Stored records

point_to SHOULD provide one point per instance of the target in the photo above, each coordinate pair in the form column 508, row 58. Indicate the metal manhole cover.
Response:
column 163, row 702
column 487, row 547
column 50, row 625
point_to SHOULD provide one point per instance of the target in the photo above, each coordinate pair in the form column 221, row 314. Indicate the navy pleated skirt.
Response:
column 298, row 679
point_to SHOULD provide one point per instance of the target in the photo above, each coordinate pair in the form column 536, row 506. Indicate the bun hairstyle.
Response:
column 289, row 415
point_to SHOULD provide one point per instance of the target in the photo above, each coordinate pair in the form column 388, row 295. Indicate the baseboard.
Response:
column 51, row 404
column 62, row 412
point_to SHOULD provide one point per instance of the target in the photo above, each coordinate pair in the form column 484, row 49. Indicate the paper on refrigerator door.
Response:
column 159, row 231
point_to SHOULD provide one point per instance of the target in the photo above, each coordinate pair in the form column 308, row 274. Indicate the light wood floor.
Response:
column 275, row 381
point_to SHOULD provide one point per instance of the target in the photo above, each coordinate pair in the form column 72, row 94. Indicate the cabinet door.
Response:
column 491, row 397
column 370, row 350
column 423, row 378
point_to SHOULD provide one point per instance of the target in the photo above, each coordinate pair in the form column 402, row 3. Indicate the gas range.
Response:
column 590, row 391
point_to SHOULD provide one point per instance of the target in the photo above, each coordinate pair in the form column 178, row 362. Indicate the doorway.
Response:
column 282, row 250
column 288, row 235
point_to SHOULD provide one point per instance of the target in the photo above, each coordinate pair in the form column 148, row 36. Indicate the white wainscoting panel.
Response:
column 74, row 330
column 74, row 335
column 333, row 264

Instruction
Rewrite all of the lines above, swapping every "Indicate" for "Locate" and leaving the rest as it is.

Result for this task
point_to SHOULD provide one point per instance of the target in the photo above, each coordinate pair in the form column 508, row 58. Locate the metal manhole cover.
Response:
column 163, row 702
column 487, row 547
column 50, row 625
point_to SHOULD provide one point per instance of the target in the photo above, each coordinate pair in the form column 221, row 314. Locate the navy pleated skirt.
Response:
column 298, row 679
point_to SHOULD provide one point per instance of the target in the photo above, each coordinate pair in the form column 536, row 506. Locate the bun hairstyle.
Response:
column 289, row 415
point_to SHOULD provide one point per instance of the target in the photo above, each coordinate pair in the form column 388, row 295. Locate the baseboard.
Response:
column 51, row 404
column 62, row 412
point_to SHOULD provide one point per instance of the target in the photo above, each coordinate pair in the form column 484, row 49. Locate the paper on refrigerator door.
Response:
column 159, row 231
point_to SHOULD provide one point per instance of the target in the photo above, each coordinate pair in the form column 308, row 274. Locate the light wood floor.
Response:
column 275, row 381
point_to SHOULD provide one point per instance of the target in the photo above, each coordinate pair in the form column 72, row 94. Locate the cabinet door.
Response:
column 491, row 397
column 370, row 350
column 423, row 378
point_to SHOULD provide one point per instance of the target in the photo above, each coordinate pair in the form column 402, row 3. Locate the gas range.
Response:
column 590, row 391
point_to SHOULD provide one point per instance of the target in the photo above, each coordinate pair in the form column 178, row 362. Locate the doorway.
Response:
column 282, row 250
column 288, row 235
point_to SHOULD provide one point per instance of the target in the photo above, each coordinate pair in the form column 148, row 36. Locate the white wainscoting panel.
Response:
column 74, row 330
column 74, row 335
column 333, row 264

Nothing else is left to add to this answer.